* _LISTED ENTRIES_

────────────────

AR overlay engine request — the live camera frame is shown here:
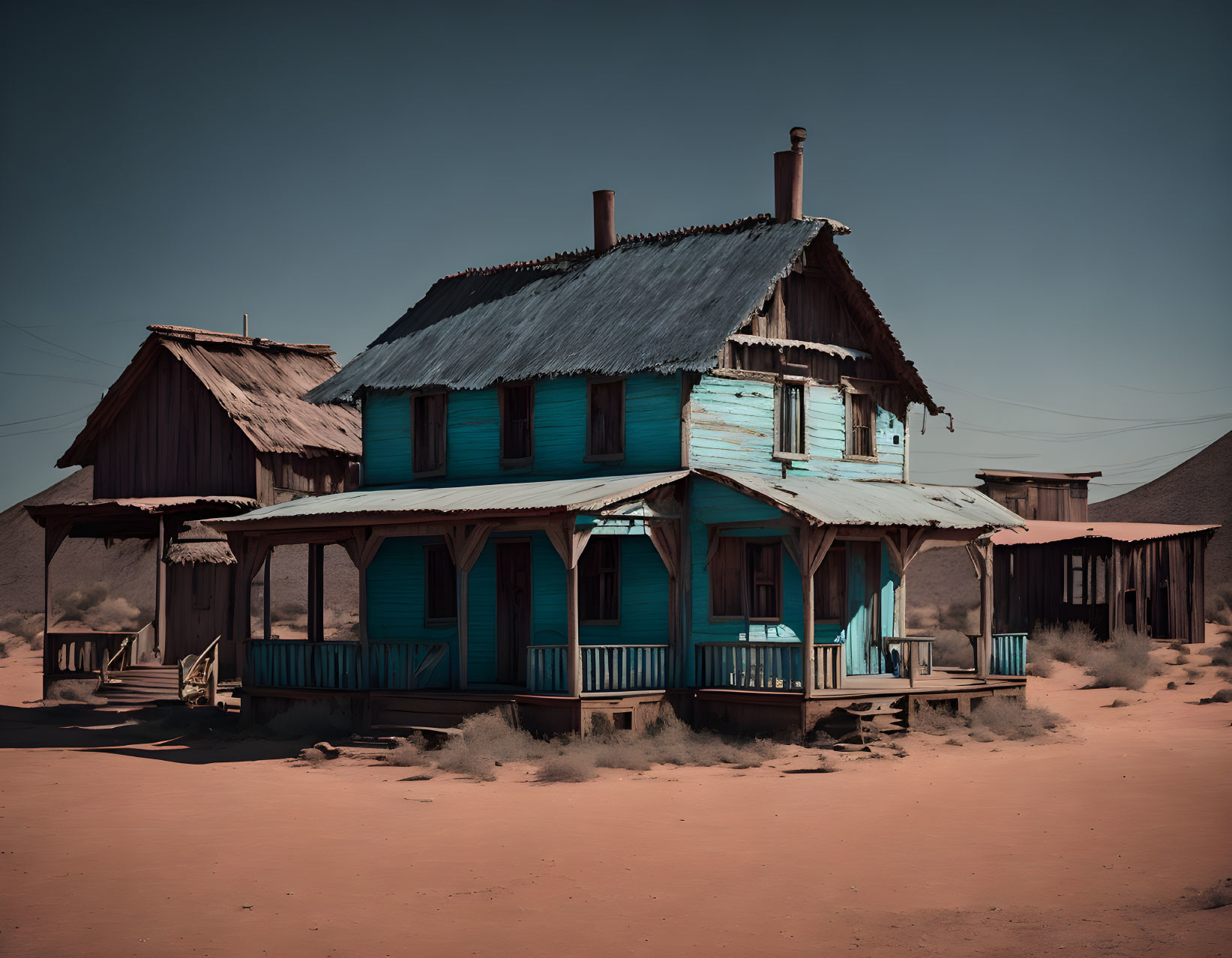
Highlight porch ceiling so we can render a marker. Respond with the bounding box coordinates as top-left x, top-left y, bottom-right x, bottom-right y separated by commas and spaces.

────────────────

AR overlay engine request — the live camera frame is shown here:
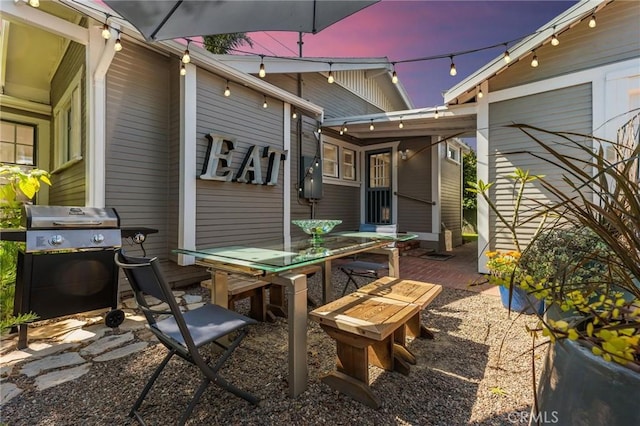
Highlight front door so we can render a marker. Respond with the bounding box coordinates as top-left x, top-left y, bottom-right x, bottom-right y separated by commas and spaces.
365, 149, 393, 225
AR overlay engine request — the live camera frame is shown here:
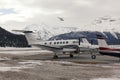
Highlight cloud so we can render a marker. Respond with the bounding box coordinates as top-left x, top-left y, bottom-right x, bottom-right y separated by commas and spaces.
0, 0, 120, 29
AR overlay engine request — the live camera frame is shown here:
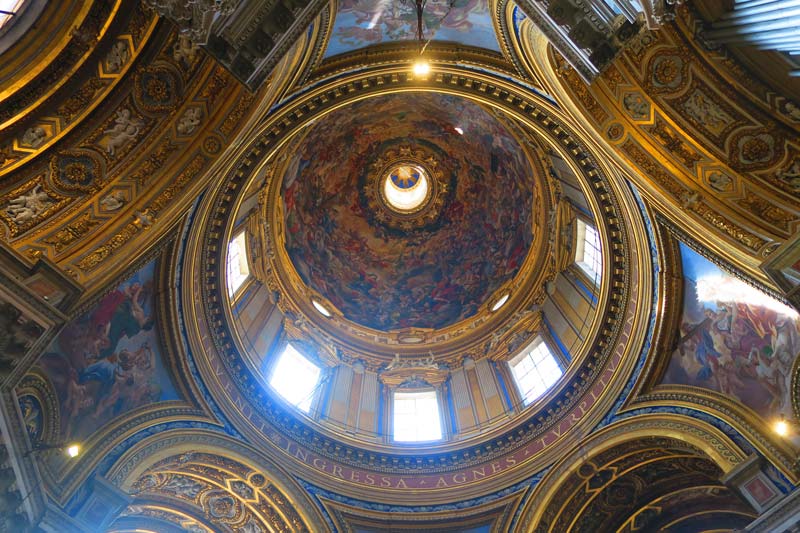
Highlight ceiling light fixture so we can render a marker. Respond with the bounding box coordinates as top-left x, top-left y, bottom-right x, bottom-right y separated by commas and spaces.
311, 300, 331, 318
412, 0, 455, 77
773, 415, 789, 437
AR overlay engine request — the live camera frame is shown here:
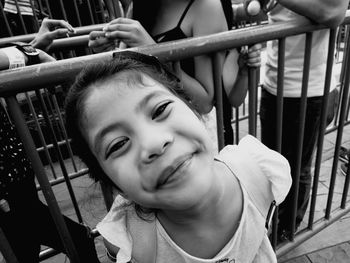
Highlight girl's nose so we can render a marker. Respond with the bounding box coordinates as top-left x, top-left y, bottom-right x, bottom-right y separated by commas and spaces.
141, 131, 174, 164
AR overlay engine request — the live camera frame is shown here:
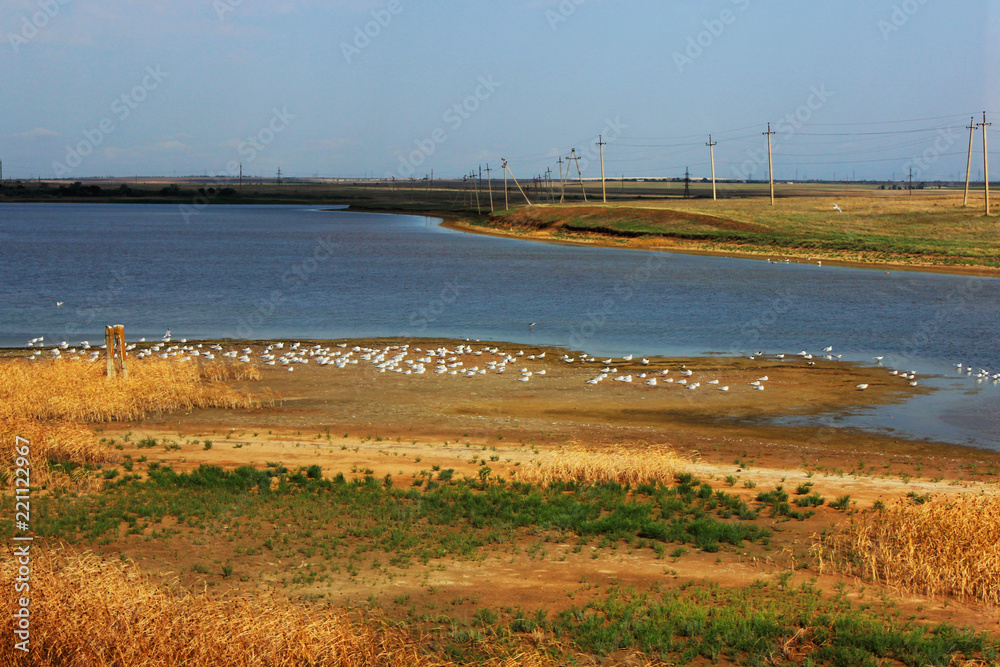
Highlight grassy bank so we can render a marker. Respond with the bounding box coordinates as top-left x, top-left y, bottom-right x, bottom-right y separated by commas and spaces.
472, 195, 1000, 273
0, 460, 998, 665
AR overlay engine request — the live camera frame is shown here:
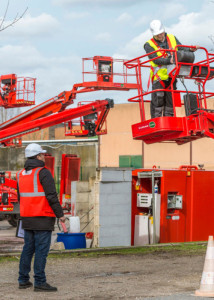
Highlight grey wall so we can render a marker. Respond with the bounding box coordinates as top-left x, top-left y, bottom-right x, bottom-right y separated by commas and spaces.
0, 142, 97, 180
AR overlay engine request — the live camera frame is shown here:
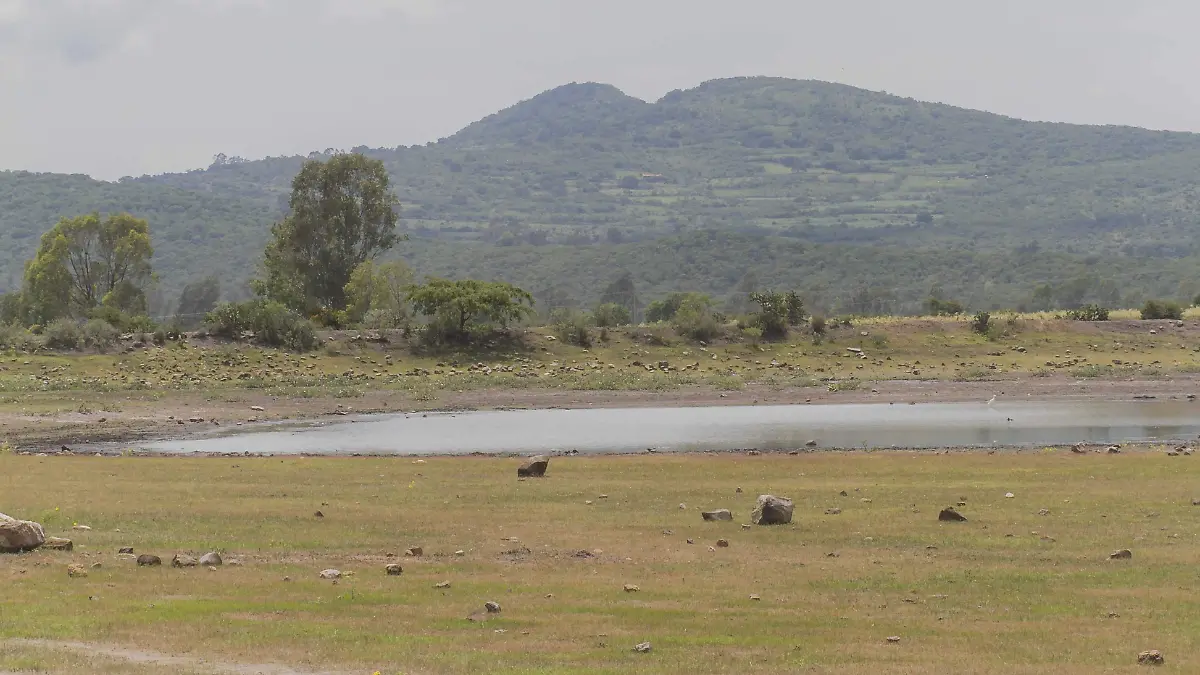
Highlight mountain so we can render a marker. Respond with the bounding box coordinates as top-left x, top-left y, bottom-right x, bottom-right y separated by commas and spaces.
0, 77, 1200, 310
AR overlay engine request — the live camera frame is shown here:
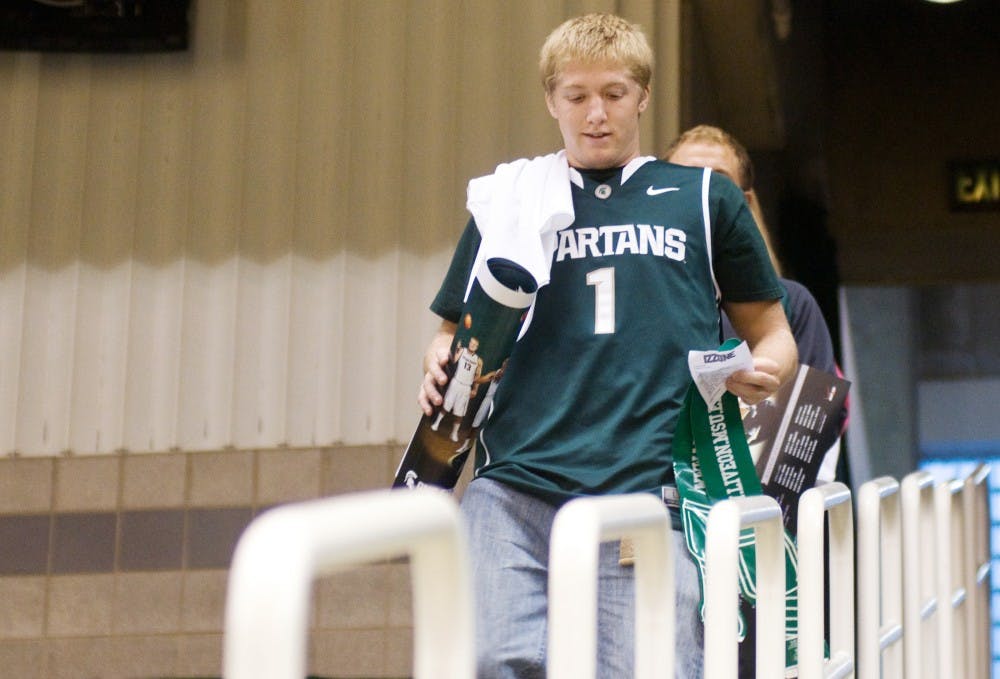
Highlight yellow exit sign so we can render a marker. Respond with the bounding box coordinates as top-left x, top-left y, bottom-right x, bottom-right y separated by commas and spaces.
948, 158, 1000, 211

────────────────

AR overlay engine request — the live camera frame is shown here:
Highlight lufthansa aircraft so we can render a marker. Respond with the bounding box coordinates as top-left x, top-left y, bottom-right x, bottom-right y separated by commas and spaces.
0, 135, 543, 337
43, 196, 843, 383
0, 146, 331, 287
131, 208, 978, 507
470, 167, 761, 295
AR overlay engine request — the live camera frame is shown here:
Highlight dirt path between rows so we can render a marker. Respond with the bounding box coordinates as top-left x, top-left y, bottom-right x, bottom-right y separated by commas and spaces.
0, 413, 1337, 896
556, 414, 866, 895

────────────────

* _REQUIREMENTS_
Count the lines in the data above that contain the string "ceiling", with case counting, and reply with only the number.

* _RESULT FOR THIS TASK_
2